# PROBLEM TO WORK ON
Please transcribe the data that follows, keeping every line exact.

# INPUT DATA
···
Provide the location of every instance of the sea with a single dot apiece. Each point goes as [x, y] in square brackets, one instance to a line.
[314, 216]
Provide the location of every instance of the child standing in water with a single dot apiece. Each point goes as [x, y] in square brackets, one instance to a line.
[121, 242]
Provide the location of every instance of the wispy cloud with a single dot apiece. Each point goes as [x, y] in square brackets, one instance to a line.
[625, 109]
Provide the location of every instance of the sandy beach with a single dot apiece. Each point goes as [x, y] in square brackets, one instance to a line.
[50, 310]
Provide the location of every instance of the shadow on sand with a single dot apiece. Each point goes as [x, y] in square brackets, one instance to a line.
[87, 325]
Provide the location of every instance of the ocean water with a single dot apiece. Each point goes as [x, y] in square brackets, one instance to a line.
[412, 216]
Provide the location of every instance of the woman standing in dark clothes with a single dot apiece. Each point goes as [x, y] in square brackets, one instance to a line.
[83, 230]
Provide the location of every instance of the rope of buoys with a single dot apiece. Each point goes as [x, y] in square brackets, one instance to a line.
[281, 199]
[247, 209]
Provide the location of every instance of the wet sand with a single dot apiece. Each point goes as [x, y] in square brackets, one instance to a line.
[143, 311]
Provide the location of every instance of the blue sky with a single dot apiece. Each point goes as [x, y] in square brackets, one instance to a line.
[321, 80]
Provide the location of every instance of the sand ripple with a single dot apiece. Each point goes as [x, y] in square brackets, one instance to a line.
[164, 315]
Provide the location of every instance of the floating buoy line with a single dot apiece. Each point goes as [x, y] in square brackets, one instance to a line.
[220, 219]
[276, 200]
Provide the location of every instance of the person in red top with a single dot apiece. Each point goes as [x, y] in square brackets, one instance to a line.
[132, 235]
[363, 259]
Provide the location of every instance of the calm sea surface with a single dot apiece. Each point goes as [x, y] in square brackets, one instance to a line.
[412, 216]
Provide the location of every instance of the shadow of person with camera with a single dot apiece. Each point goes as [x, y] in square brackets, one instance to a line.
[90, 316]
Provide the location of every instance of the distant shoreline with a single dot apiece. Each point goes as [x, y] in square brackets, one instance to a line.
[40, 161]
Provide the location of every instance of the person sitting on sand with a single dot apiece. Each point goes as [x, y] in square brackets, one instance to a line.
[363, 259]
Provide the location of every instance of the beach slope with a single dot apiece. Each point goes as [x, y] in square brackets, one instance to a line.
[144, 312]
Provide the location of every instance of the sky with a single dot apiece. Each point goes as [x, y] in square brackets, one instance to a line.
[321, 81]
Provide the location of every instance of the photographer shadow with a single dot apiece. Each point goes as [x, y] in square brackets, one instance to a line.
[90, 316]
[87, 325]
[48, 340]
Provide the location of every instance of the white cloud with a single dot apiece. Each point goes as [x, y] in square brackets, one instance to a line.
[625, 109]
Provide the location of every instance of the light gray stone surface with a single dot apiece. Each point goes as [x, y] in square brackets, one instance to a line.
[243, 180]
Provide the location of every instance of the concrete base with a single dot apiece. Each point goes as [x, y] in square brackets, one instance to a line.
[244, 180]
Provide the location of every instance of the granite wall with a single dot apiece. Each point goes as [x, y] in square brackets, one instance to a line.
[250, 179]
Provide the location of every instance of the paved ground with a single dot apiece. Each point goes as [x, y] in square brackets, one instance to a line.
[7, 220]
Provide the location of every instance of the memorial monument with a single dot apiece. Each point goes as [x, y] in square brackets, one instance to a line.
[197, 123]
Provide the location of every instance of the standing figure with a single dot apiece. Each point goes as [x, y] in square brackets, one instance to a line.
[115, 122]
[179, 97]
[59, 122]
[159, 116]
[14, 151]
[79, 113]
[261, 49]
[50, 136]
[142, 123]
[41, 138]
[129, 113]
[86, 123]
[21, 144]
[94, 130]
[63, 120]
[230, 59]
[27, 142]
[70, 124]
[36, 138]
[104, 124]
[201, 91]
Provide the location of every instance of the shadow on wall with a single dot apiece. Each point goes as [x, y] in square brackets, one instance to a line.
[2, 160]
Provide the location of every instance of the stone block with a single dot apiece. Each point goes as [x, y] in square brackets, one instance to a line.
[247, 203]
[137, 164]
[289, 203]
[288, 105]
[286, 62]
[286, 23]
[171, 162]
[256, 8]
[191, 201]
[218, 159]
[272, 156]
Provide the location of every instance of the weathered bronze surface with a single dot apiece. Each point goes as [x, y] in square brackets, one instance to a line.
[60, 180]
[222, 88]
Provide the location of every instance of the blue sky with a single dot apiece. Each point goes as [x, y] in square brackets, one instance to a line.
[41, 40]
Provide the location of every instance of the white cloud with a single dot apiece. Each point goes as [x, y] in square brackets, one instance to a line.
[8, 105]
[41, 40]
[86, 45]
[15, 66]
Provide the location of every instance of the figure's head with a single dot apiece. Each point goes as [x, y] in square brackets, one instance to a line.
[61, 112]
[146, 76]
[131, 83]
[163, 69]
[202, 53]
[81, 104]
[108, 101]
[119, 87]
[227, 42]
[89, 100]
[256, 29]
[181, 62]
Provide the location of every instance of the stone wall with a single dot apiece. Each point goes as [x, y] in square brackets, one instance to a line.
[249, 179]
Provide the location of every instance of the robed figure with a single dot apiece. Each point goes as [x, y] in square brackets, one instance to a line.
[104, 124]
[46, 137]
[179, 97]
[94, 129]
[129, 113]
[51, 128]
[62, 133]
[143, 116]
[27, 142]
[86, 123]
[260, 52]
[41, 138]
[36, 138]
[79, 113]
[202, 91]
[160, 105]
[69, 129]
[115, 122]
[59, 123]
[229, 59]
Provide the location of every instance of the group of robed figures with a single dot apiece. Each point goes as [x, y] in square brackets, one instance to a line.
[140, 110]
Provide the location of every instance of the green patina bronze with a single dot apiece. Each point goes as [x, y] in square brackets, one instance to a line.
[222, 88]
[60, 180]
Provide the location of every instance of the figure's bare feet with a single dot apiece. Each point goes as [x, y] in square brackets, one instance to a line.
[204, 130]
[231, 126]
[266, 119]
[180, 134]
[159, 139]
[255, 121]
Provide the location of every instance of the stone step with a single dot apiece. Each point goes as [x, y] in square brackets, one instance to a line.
···
# EXERCISE ANSWER
Provide the location of every instance of the sea with a single dot apiece. Each point goes as [x, y] in square brackets, one instance to a line.
[314, 216]
Provide the location of every instance of the child standing in water with a single dot apiece. Each point goes as [x, y] in square brackets, one instance to a line.
[121, 242]
Provide the location of every instance of the wispy cloud with a single dot apiece. Each point goes as [x, y] in square brackets, one instance to a line.
[625, 109]
Provide the location of every instance of the sandy beach with a single dot apiece. Each point goes as [x, y] in square brackets, one instance to a line.
[50, 310]
Provide the location of every instance of the shadow on sand with a single dot apiece. Each point goes as [x, y] in square brackets, one instance to a line.
[87, 325]
Provide the location of every instance of the ocean water with a single dot apiece. Each point goes as [x, y] in square brackets, one instance to a line.
[412, 216]
Provide the location of every instance of the woman standing in dark clothes with a single dot apiece. Each point goes as [x, y] in square brackets, one instance to a line.
[83, 230]
Provide the location of every instance of the rope of buoys with a single dot apiece. Each point goes as [x, y] in square brackets, one instance to a line.
[281, 199]
[247, 209]
Provide the location of every instance of the wet sand with a single dot apiece. Each point goes as [x, y] in square brackets, one instance to a line.
[143, 311]
Provide the location of every instance of the blue sky with a single dot apiece. Each point goes as [x, y] in square brackets, one instance to a line.
[321, 80]
Provide the location of every instance of the sand ripple with a single dot apiece. Each point goes as [x, y] in square brackets, one instance to a line.
[164, 315]
Provide the location of every instance of the floating buoy line with a single dot apiece. Each point goes as [x, y] in square brackets, one instance to a line.
[220, 219]
[276, 200]
Provide the location of every instance of the person in red top with a single dot apiece. Each point goes as [x, y] in square brackets, one instance to a line.
[132, 235]
[363, 259]
Provide the location of every instance of the calm sea surface with a single dot apiece. Each point goes as [x, y] in square brackets, one instance to a line.
[412, 216]
Provide the location of every instance of the shadow of person with camera with a single dot apiece. Each point goes as [x, y] in square brackets, one instance to a line.
[90, 316]
Provide the location of every instance of the distant shoreline with a single dot apiece. Each point goes as [x, y] in square brackets, one instance to a line.
[40, 161]
Provide the location of every instance of the person sitting on sand with a single dot apiece. Each point goes as [x, y] in square brackets, one instance to a line.
[363, 259]
Provide the location of every instance of the beach slope with a single dot apiece. Each point goes as [x, y] in square brackets, one instance to a line.
[144, 312]
Provide the location of every instance of the sky with a single dot apiece. Each point goes as [x, y] in square brackets, one instance to a line.
[321, 81]
Provide the location of every instance of the photographer shadow with a single dot apiece. Each point goes as [x, y] in square brackets, one instance to a line.
[90, 316]
[87, 325]
[48, 340]
Provide the location of every instance of the white cloud with a single dot apiece. Each point goes as [x, y] in square brackets, one instance to a line.
[625, 109]
Provide the location of every instance of the light gray stone surface with a single dot apiece. Each point goes as [x, y] in square brackets, one instance to a line.
[243, 180]
Provide the location of every instance of the concrete base with a single dot apiece. Each point goes as [x, y] in square brackets, one instance to a line.
[244, 180]
Provide the location of every instance of the granite wall with a single dot apiece. Each point goes as [x, y] in square brackets, one instance to a line.
[250, 179]
Provide the location of every instance of the paved ground with a single dot apiece. Each point goes as [x, y] in square brackets, one instance to a line.
[7, 220]
Provide the location of every instance of the memorial monument with a single dot apiece. Each point goes as [x, y] in square brackets, one instance to a line.
[197, 123]
Provide the location of every instance of the standing figure with a single dot apiece. Each point goes as [x, y] in square brackets, one instance to a line.
[115, 122]
[179, 97]
[59, 122]
[159, 116]
[14, 151]
[79, 113]
[261, 49]
[50, 136]
[142, 123]
[41, 138]
[129, 113]
[86, 123]
[21, 144]
[94, 130]
[63, 120]
[230, 59]
[27, 142]
[70, 124]
[36, 138]
[104, 124]
[201, 91]
Provide the location of every instance of the shadow on wall with a single dot apiece. Each point goes as [x, y] in square brackets, one instance to a line.
[2, 160]
Provide the location of every instance of the stone block with a single dot apiece. Each point goes as [x, y] in square brackets, one instance to a line.
[247, 203]
[137, 164]
[289, 203]
[288, 105]
[286, 62]
[286, 23]
[171, 162]
[256, 8]
[191, 201]
[218, 159]
[272, 156]
Provide the location of every instance of the weathered bronze surface with a single dot apiece. Each point goes as [x, y] in square brackets, one instance to a line.
[60, 180]
[222, 88]
Provide the location of every instance of the blue sky with a single dot apiece. Each point goes as [x, y] in square brackets, one instance to a line.
[41, 40]
Provide the location of every instance of the white cloud with a single dot apiece. Each point goes as [x, y] in square brackets, one instance to a line.
[8, 105]
[41, 40]
[86, 45]
[15, 66]
Provide the location of every instance of the figure's head with a single dot apiece. Each point goes as [x, y] in square brackets, one instance to a line.
[61, 112]
[146, 76]
[131, 83]
[163, 69]
[202, 53]
[81, 104]
[108, 101]
[119, 87]
[227, 42]
[89, 100]
[256, 29]
[181, 62]
Provide the location of every instance of the stone wall with a single dot apiece. Each point goes as [x, y] in square brackets, one instance to a line.
[249, 179]
Provide the location of every instance of the robed figure with a single dot apiece. Each point goes as [x, y] in square brackets, one instance to a line.
[104, 124]
[46, 137]
[179, 97]
[94, 129]
[129, 113]
[51, 128]
[62, 133]
[143, 116]
[27, 142]
[86, 123]
[260, 52]
[41, 138]
[36, 138]
[79, 113]
[202, 91]
[160, 105]
[69, 129]
[115, 122]
[59, 123]
[229, 59]
Provide the location of every instance of the group of robed figures with a single dot apiece. Each point goes as [x, y] in square brackets, one instance to a line.
[140, 110]
Provide the location of every instance of the green patina bronze with a single dot apiece. Each point goes as [x, y] in square brackets, one instance to a line.
[222, 88]
[60, 180]
Provide the location of every instance of the figure's bare feet with a single dot apiece. Each point goes as [x, y] in square brackets, one instance to a line.
[204, 130]
[231, 126]
[266, 119]
[180, 134]
[159, 139]
[255, 121]
Provide the location of every instance of the stone step with a single dot apiece. Each point goes as [x, y] in square brackets, one instance to a line.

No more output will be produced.